Information supplied:
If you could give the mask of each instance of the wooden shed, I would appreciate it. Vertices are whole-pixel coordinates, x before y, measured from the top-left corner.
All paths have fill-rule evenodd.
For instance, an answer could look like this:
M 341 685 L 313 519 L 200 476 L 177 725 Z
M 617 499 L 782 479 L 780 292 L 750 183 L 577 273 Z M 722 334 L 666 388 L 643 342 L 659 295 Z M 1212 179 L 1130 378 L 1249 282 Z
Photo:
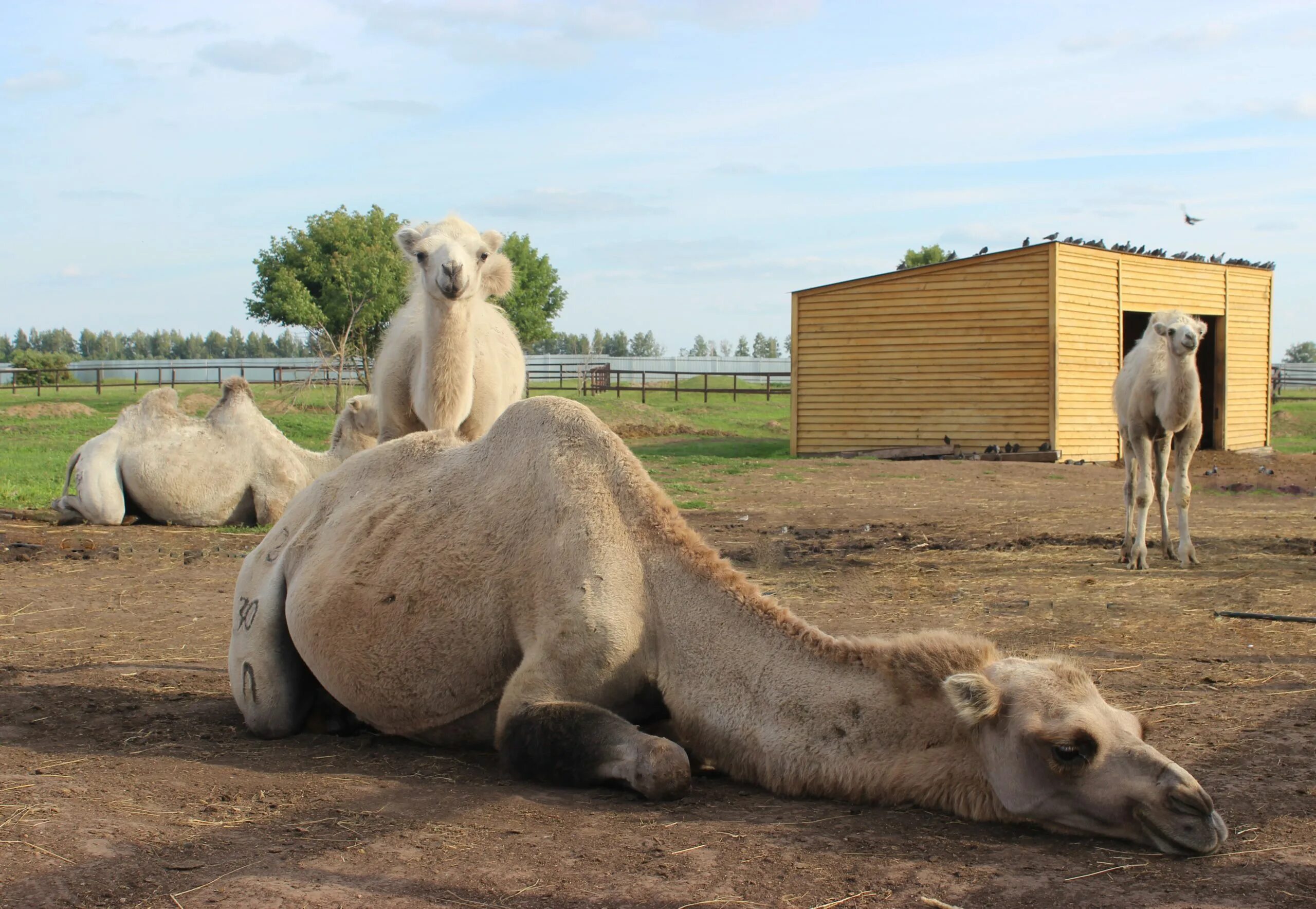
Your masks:
M 1157 310 L 1208 325 L 1203 448 L 1270 444 L 1271 277 L 1051 242 L 791 295 L 791 453 L 1050 444 L 1119 457 L 1111 389 Z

What you need to do: Copy out the data above line for line with no changes, omitting the picture.

Complete output:
If you could give the mask of each instance of the wooden shed, I would appreciate it. Vertices are whole-pixel coordinates, x before y, measured from the top-left corner.
All paths have fill-rule evenodd.
For instance, an answer could look like this:
M 341 685 L 313 519 L 200 476 L 177 725 Z
M 617 499 L 782 479 L 780 292 L 750 183 L 577 273 Z M 722 334 L 666 388 L 643 342 L 659 295 Z M 1212 179 L 1130 378 L 1249 282 Z
Photo:
Your masks:
M 1157 310 L 1208 325 L 1203 448 L 1270 444 L 1271 277 L 1051 242 L 791 295 L 791 453 L 1050 444 L 1119 457 L 1111 389 Z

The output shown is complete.